● **Consigne écrite 1**
D'après le texte sur la stratégie américaine, qu'est-ce qui a permis de mettre en échec la tentative de Blitz de Vladimir Poutine ? Répondez en une à trois phrases.
● **Consigne écrite 2**
Reproduisez fidèlement le passage du texte sur la stratégie américaine qui va de « Alors que l’Europe » jusqu'à « des ballons espions. ».
● **Consigne écrite 3**
Poursuivez la rédaction du texte sur la stratégie américaine à partir de sa dernière phrase.

● **Texte fourni**

Alors que l’Europe est tétanisée par l’agression russe qui acte la fin de ses illusions dans la paix perpétuelle et témoigne de sa vulnérabilité, les États-Unis ont déployé une stratégie cohérente et avisée. Les aides financière et militaire (25 milliards de dollars) à Kiev ainsi que le soutien de l’armée ukrainienne sur le plan du renseignement ont permis de mettre en échec la tentative de Blitz de Vladimir Poutine puis de placer Moscou dans une impasse, militaire et politique, tout en maîtrisant les risques d’escalade. Quelle que soit son issue, la Russie sortira très affaiblie du conflit. Un signal de prudence est aussi adressé à la Chine, renforcé par la fermeté affichée sur la défense de Taïwan et par des prises de décision, comme lors de la destruction des ballons espions.

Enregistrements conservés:
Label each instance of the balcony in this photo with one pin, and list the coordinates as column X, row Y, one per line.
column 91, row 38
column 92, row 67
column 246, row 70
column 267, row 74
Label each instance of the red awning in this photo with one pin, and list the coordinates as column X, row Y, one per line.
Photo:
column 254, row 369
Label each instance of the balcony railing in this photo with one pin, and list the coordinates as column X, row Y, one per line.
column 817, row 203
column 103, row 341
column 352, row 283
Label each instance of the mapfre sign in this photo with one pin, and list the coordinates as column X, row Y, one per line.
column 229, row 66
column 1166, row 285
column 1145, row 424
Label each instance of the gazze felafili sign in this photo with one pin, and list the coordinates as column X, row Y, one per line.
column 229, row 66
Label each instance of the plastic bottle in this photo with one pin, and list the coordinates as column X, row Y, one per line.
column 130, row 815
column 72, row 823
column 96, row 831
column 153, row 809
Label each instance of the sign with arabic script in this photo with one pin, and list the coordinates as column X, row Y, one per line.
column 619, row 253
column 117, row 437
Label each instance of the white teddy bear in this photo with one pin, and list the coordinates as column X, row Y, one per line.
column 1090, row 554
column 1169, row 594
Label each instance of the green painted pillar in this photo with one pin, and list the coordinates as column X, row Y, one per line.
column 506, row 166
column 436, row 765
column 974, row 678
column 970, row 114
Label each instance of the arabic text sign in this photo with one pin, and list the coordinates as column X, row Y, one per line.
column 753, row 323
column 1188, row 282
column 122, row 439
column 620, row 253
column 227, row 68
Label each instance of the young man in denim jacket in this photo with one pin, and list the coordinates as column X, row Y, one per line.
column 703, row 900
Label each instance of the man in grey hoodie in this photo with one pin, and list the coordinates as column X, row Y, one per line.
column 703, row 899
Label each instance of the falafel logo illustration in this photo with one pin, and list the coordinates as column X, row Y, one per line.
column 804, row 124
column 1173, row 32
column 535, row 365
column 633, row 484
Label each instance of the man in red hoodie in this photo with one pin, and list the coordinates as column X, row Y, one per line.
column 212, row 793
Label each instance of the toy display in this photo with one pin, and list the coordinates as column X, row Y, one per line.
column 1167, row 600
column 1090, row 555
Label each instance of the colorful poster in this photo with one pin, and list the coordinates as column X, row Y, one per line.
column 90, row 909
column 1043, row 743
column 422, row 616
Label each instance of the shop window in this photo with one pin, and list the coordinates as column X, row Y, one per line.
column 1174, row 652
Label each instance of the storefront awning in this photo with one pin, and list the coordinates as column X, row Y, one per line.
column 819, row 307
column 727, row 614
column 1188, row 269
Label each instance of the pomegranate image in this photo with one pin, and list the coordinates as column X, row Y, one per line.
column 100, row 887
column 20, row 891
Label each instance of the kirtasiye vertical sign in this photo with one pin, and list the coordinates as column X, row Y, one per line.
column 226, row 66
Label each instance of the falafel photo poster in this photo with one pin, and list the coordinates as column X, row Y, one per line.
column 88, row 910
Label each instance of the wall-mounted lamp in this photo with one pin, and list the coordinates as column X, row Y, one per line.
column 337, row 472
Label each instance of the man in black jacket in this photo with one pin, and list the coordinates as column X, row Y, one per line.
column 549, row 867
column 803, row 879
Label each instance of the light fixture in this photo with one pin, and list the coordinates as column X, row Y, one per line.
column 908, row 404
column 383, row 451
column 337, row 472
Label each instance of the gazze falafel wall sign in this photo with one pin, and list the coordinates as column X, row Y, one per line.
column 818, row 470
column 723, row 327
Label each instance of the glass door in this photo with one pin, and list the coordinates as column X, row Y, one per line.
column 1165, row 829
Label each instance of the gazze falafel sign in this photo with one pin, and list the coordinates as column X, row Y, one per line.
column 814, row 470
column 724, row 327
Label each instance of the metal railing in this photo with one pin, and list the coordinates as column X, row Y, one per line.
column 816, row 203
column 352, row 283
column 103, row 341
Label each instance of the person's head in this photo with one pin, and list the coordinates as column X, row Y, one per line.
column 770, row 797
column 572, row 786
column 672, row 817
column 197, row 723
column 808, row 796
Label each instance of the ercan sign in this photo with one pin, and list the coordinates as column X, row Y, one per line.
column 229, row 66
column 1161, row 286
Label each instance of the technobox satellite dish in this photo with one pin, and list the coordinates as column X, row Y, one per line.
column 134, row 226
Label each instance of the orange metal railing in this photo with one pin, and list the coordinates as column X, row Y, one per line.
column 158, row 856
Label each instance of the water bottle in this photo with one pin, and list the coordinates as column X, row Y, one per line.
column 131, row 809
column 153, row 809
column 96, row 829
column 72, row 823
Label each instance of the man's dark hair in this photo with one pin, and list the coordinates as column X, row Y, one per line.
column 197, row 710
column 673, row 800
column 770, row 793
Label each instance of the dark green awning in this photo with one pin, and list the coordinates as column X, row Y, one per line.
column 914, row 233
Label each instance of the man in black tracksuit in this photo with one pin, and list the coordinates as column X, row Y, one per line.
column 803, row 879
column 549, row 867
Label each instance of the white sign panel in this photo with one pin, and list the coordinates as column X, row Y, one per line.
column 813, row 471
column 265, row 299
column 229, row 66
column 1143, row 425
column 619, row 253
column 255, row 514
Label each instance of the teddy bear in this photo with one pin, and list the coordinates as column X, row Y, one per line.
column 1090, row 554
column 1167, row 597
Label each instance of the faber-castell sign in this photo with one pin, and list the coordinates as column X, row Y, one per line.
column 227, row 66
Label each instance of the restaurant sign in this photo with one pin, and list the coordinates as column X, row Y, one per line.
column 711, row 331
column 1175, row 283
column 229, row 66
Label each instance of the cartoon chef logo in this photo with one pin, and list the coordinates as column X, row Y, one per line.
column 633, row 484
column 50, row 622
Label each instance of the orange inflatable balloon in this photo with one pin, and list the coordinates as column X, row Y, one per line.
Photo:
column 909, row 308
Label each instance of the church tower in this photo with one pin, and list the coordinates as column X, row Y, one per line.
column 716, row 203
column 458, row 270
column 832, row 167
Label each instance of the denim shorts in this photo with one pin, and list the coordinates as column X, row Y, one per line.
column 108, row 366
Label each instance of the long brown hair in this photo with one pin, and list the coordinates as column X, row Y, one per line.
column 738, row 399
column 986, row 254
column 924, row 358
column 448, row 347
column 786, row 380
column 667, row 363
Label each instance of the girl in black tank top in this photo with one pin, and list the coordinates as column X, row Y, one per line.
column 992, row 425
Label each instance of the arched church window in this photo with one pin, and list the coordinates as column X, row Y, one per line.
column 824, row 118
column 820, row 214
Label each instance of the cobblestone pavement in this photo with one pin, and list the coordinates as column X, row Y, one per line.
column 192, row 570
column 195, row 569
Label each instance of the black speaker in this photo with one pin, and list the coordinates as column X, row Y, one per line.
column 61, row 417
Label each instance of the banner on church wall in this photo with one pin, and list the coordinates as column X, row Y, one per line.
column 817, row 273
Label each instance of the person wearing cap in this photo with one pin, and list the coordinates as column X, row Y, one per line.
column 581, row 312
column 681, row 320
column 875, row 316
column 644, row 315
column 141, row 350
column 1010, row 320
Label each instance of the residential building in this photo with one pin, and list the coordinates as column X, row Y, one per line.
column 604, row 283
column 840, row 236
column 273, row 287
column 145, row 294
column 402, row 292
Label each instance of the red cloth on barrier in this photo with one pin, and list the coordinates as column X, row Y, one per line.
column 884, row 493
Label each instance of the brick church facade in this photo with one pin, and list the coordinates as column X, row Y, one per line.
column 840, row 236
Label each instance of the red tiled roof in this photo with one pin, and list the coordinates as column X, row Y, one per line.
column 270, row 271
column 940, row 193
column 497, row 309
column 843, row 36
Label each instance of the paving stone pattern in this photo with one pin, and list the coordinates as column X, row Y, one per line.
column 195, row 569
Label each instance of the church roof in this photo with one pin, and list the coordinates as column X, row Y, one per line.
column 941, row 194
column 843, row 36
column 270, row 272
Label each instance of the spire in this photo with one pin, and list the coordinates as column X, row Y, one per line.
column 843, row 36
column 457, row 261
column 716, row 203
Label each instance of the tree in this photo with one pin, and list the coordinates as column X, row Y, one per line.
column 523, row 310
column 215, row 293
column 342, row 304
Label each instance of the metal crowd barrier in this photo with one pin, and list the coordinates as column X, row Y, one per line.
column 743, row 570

● **Réponse produite 1**
Selon le texte, ce sont les aides financière et militaire des États-Unis à Kiev, d'un montant de 25 milliards de dollars, ainsi que le soutien apporté à l'armée ukrainienne sur le plan du renseignement, qui ont permis de faire échouer cette tentative.

● **Réponse produite 2**
Alors que l’Europe est tétanisée par l’agression russe qui acte la fin de ses illusions dans la paix perpétuelle et témoigne de sa vulnérabilité, les États-Unis ont déployé une stratégie cohérente et avisée. Les aides financière et militaire (25 milliards de dollars) à Kiev ainsi que le soutien de l’armée ukrainienne sur le plan du renseignement ont permis de mettre en échec la tentative de Blitz de Vladimir Poutine puis de placer Moscou dans une impasse, militaire et politique, tout en maîtrisant les risques d’escalade. Quelle que soit son issue, la Russie sortira très affaiblie du conflit. Un signal de prudence est aussi adressé à la Chine, renforcé par la fermeté affichée sur la défense de Taïwan et par des prises de décision, comme lors de la destruction des ballons espions.

● **Réponse produite 3**
La garantie de sécurité des États-Unis se trouve réévaluée et leurs alliances confortées en Europe comme en Asie. Le Japon et l’Allemagne réarment sous parapluie nucléaire américain. L’Otan renaît de ses cendres et s’élargit à la Suède et à la Finlande. Les démocraties asiatiques se réalignent derrière Washington. Face aux empires autoritaires et au partenariat noué entre la Chine et la Russie, les États-Unis, adossés à un budget militaire de 858 milliards de dollars, redeviennent le leader naturel et l’arsenal des nations libres. Il n’est pas jusqu’à l’Inde de Narendra Modi et au Brésil de Lula qui ne se rapprochent d’eux pour contrer le péril lié à l’expansionnisme de la Chine ou au populisme.
Le rétablissement de l’économie américaine est tout aussi spectaculaire. À court terme, le risque de récession a été écarté et la croissance s’élèvera à 1,5 % en 2023 ; l’inflation est revenue autour de 7 % et devrait reculer jusqu’à 3,5 % d’ici à la fin de l’année ; le plein-emploi résiste avec un taux de chômage limité à 3,4 % et la création de 12 millions d’emplois depuis le début de 2021. À moyen terme, l’Amérique profitera pleinement de la demande adressée aux secteurs clés de l’énergie, de la technologie, de l’armement et de l’agriculture, tandis que la compétitivité de ses entreprises est renforcée par les 370 milliards de dollars d’aides de l’Inflation Reduction Act qui s’ajoutent aux 1 200 milliards de la loi sur les infrastructures et aux 53 milliards du plan pour les semi-conducteurs.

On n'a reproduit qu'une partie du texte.